= PROBLEM TO SOLVE =
Your job is to return the whole listing unchanged while skipping its images.
════════
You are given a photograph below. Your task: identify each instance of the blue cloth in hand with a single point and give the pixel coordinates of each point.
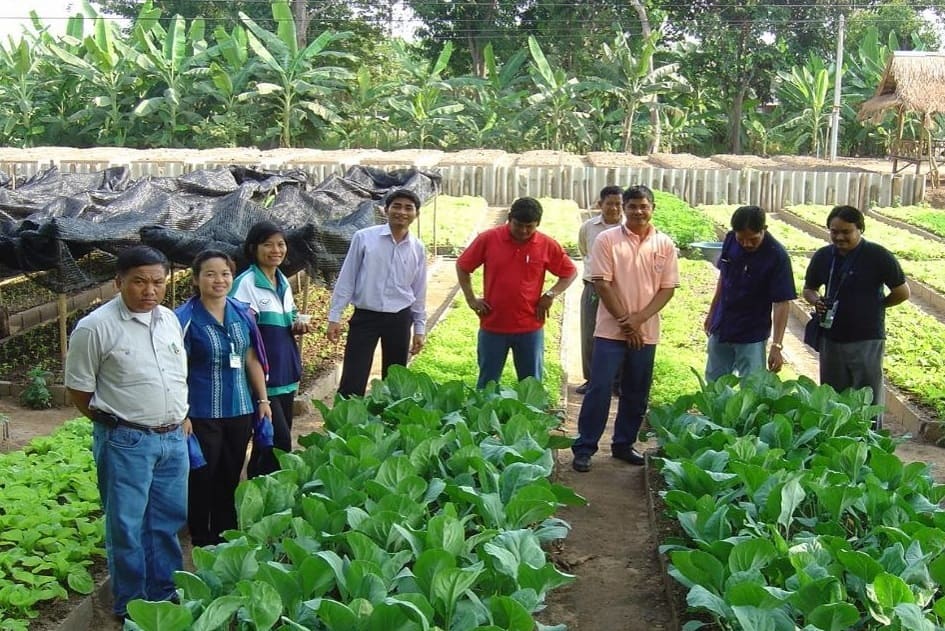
(262, 432)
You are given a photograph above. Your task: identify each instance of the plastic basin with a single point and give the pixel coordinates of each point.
(709, 250)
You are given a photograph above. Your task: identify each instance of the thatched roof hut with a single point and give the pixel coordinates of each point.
(913, 82)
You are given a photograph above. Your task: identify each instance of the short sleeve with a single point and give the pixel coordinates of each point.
(82, 360)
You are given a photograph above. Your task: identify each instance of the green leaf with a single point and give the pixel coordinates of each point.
(80, 580)
(263, 603)
(752, 554)
(888, 590)
(160, 616)
(834, 616)
(218, 613)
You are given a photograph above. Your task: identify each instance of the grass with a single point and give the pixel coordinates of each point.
(561, 220)
(450, 350)
(925, 217)
(900, 242)
(793, 239)
(450, 223)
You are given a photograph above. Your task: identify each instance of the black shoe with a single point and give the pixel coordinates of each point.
(628, 454)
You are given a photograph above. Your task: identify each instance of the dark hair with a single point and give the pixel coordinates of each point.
(848, 214)
(205, 256)
(637, 192)
(526, 210)
(404, 193)
(139, 255)
(607, 191)
(748, 218)
(258, 233)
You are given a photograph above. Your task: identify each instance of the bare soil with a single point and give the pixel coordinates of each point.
(612, 547)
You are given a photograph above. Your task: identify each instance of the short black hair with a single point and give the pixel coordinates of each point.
(749, 218)
(848, 214)
(206, 255)
(607, 191)
(259, 233)
(638, 191)
(526, 210)
(139, 255)
(402, 192)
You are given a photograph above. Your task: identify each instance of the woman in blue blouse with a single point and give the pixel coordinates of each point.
(267, 292)
(226, 380)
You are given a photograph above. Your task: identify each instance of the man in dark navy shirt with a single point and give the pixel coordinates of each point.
(852, 308)
(755, 281)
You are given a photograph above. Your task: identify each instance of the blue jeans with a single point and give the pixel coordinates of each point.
(609, 357)
(728, 358)
(528, 350)
(142, 480)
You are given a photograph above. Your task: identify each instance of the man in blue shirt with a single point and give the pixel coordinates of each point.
(755, 281)
(384, 275)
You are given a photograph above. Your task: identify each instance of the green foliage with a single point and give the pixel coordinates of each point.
(450, 222)
(49, 526)
(680, 221)
(421, 506)
(36, 394)
(794, 512)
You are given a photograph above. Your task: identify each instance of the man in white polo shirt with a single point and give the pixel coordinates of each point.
(126, 370)
(384, 275)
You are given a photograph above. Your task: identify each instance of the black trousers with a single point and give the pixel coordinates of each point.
(262, 460)
(211, 507)
(364, 330)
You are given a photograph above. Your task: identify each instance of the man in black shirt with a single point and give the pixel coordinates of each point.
(852, 307)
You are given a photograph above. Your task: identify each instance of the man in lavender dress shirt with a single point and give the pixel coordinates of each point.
(384, 276)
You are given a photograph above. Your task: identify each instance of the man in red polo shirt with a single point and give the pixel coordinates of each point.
(512, 312)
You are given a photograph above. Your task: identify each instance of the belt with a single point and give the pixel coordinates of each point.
(112, 421)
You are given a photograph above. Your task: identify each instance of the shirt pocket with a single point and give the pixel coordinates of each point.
(132, 368)
(659, 262)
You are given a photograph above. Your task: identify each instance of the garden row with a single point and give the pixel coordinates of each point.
(793, 514)
(915, 344)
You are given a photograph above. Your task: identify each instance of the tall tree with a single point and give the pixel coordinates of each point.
(470, 25)
(742, 45)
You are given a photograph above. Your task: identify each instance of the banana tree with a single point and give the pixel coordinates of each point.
════════
= ANSWER SPACE =
You are given a photograph below. Your task: identify each instance of the blue cloth in hand with a single point and give the pixel coordinates of each point.
(262, 432)
You are given a photograph above. Your task: identify each instance of the plastic basin with a single point and give the pixel coordinates of each point.
(709, 250)
You are given a photograph above. Your task: identify each instance of the thatched roof hut with a single point and give the pixel coordinates of each point.
(913, 82)
You are given a photograph above. Your task: identify each instance of the short sleeve with a single point and give the pixel coordinates of each point.
(82, 360)
You are given a photograph above. Your task: identify each instance of the green leaf with a single point and give the pixel coordinates of each point.
(80, 580)
(263, 603)
(752, 554)
(888, 590)
(160, 616)
(834, 616)
(218, 613)
You are given a photograph above. Your task: identify each instance of the grass with a single point and give the pixel coordinates of each point.
(561, 220)
(450, 350)
(925, 217)
(900, 242)
(793, 239)
(450, 223)
You are given a photograph above. Your task: identify each instance of the black shoe with a single point and give the pixel coordinates of each point.
(628, 454)
You are given a photograph above. Your task: identify each instance of the dark hair with a single point and give the pixel coordinates of each point.
(848, 214)
(205, 256)
(637, 192)
(526, 210)
(404, 193)
(139, 255)
(607, 191)
(748, 218)
(258, 233)
You are given a photograph above. Your task: identify each instance of the bare soil with a single point and give the pixel coordinates of each point.
(612, 547)
You are given a photograph above. Your task: identify each instance of the short black hair with a single point and give the pixel coordinates of each point.
(749, 218)
(848, 214)
(206, 255)
(607, 191)
(259, 233)
(638, 191)
(526, 210)
(139, 255)
(402, 192)
You are given a photograph above. Your task: identify each instance of the woman in blue blouse with a single point and give the pixel coordinates of each point.
(267, 292)
(226, 380)
You are given a photograph above. Your task: identify each instance of the man in dark navy shirt with a single point and give the pixel coordinates of each point.
(852, 308)
(755, 281)
You are given a photograph above. Your task: identify each instance of the blue jeans with a single point and give the pixel coordinates of each point.
(609, 357)
(728, 358)
(528, 350)
(142, 480)
You are given a photograph above. Your task: identify each instance of the man in blue shirt with a single point and give the pixel coordinates of each point.
(755, 281)
(384, 275)
You are given a photograph above. Your task: identify each instance of the green foliage with a single point and give the pixel coordinates of each point.
(450, 222)
(49, 526)
(680, 221)
(421, 506)
(36, 394)
(794, 512)
You are given a photograph above. Your task: identify each instance of the man in white polo shirt with a single point and give the pixel coordinates of each point.
(126, 370)
(384, 275)
You are given a photograph above. Your task: identify each instance of the black trousers with a single point and give the pixel coordinates of each point.
(262, 460)
(211, 507)
(364, 330)
You are given a photograph above. Your task: identify each instance of the man in black shirt with a single point and give the pixel coordinates of each point.
(852, 307)
You are given a photograph above. Your task: identify each instance of the man in lavender dress shirt with a single point and give the pixel coordinates of each point.
(384, 276)
You are given a photograph above. Your task: identify each instance of the man in red polo shirt with a single point and give the pixel coordinates of each point.
(512, 312)
You are given a photograph above. Your task: identify each instance of the belt with a single point and give the pixel coordinates of each point.
(112, 421)
You are given a photograph above. Your task: identify each instance of the shirt pocket with a single point and give the pixel coordinates of each point.
(132, 368)
(659, 262)
You are given a photograph above. Your task: identify each instance of the garden row with a single point and give the pixel coordinates of each point.
(793, 514)
(915, 344)
You are given a photograph above. Your task: identify each instance of the tall tree with a single point and give the pixel coordinates of each point.
(470, 25)
(742, 45)
You are given a photograph above. Your task: identify each instance of the banana tree with a single point and give the pixel coordinates of each point.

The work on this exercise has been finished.